What you will do:
Copy the records below word for word, leaving out the pictures.

Extracted information:
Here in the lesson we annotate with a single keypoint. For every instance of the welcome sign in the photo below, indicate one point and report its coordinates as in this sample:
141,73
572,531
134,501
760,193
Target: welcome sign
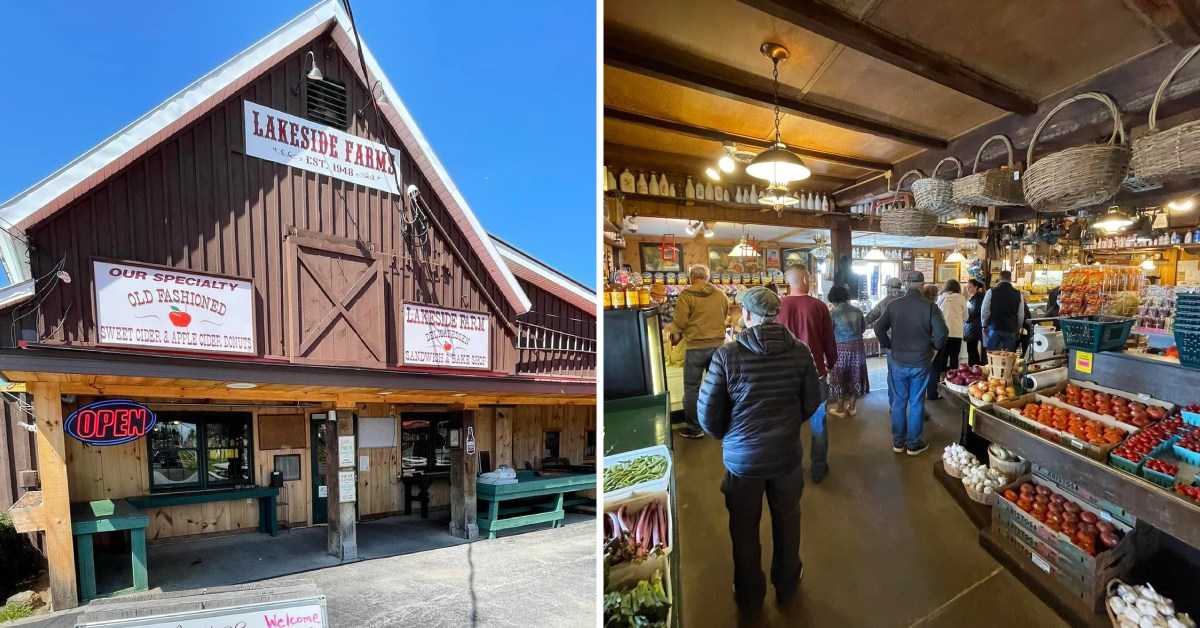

Answer to this exercise:
Here in the lesson we annotate with a single keypoint. For every instance of the welcome sign in the photo below, indicate one point and report its coordinates as in this sample:
141,73
572,531
134,501
760,193
Target: welcome sign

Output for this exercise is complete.